DOCUMENT EXCERPT:
------------------------------
登录查看更多内容

Recurrent Neural Networks: What Is This and How It Works?

Mantas Lukauskas, PhD

AI @Hostinger, AI Evangelist @nexos.ai

发布日期: 2021年6月3日

Commonly used direct propagation neural networks discussed in the previous article (https://www.dhirubhai.net/pulse/neural-networks-how-work-mantas-lukauskas) cannot capture continuous data changes, so they cannot be used in this case. To this end, recurrent neural networks have been developed to capture not only the current state but also the past state. An example of this is translating a text into a foreign language, when the appropriate inflexion of the word to be translated or the word itself is selected, depending on the consecutive words in the sentence. Recurrent neural networks, in solving this task, use cycles that allow the preservation of previous states. The presented structure of the recurrent neural network contains notations: A - part of the neural network; Xt - neural network input value at time t; ht is the neural network output value at time t. Given that the presented recursive neural network is understood as a cycle, it can also be represented as a single process consisting of several parts.

Recurrent neural network all elements in one row

Sometimes recurrent neural networks are highly efficient for specific tasks. For example, if recursive neural networks are used to translate text from one language to another, it is usually sufficient to know a few previous words to select the correct inflexion of the word or the word itself, which has several different meanings. The figure below shows the scheme of operation of these neural networks. When moving from one part of the neural network to another, the previous value is saved, merged with the newly received value in the new part of the network. The hyperbolic tangent function is then used to obtain the output value, which is given for the network below.

In these cases, the difference between the input information provided and where this information is used is small so that recursive neural networks can learn this information. The figure below shows an illustration showing the small gap between the input values and the output value.

However, there is a possible case where a larger context is needed to predict the output values. In this case, using simple recurrent neural networks becomes difficult to implement. The figure below is an illustration showing the large gap between the input values and the output value.

For this reason, a new type of neural network has been developed that allows the capture of information from the distant past. These neural networks are called long-term-short-term memory neural networks (LSTM), which are discussed below.

Long-short term memory

This type of neural network was first introduced in 1997 by Hochreiter and Schmidhuber. Recently, due to the ability to capture information from the long past, these neural networks are particularly commonly used in practice. These neural networks also have a "chain" type structure, but their repeating unit has a completely different structure than simple recurrent neural networks. Instead of a single layer, as in recurrent neural networks, LSTM has as many as four layers with a unique relationship. The structure of long-term-short-term memory neural networks is presented in the figure below.

In the figure above, the notation used is: green square - neural network layer, blue circle - operations are performed between individual vectors (multiplication, composition, etc.). This figure also shows the directions of the vectors, the intersection of the two arrows indicates the joining of the vectors, and the separation of one vector into the two vectors indicates the copying of these vectors. A key element of these neural networks is a horizontal line running throughout the circuit. An illustration of this item is provided in the figure below.
------------------------------
Copy word for word the part of the article on recurrent neural networks between "Sometimes recurrent neural" and "the network below.", inclusive. This data is not needed for anything here.

Saved entries:
------------------------------
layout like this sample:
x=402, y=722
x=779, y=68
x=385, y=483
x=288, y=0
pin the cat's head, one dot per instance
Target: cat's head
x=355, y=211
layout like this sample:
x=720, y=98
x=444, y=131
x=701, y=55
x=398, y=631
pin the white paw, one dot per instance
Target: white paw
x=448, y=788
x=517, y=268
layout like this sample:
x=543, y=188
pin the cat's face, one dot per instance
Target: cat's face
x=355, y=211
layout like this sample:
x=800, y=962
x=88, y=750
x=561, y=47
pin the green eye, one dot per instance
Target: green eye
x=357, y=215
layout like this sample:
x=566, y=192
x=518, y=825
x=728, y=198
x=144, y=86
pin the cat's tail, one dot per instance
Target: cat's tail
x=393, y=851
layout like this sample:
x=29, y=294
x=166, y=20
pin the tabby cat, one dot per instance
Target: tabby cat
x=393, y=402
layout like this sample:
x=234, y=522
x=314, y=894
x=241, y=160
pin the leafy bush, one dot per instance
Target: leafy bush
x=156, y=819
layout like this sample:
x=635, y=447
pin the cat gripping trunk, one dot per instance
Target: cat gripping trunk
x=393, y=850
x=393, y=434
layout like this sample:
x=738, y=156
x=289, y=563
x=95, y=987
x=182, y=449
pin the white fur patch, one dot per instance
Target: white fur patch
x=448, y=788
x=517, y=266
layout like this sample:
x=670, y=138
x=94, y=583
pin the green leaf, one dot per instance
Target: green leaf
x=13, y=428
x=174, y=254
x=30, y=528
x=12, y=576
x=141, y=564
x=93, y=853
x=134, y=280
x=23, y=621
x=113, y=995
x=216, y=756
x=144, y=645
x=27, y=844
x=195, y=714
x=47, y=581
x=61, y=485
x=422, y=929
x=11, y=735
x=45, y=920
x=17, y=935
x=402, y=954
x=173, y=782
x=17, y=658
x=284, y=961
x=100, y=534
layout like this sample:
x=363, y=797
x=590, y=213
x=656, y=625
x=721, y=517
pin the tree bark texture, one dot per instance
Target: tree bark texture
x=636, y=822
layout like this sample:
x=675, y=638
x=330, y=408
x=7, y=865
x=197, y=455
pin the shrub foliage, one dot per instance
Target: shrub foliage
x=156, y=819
------------------------------
RESULT:
Sometimes recurrent neural networks are highly efficient for specific tasks. For example, if recursive neural networks are used to translate text from one language to another, it is usually sufficient to know a few previous words to select the correct inflexion of the word or the word itself, which has several different meanings. The figure below shows the scheme of operation of these neural networks. When moving from one part of the neural network to another, the previous value is saved, merged with the newly received value in the new part of the network. The hyperbolic tangent function is then used to obtain the output value, which is given for the network below.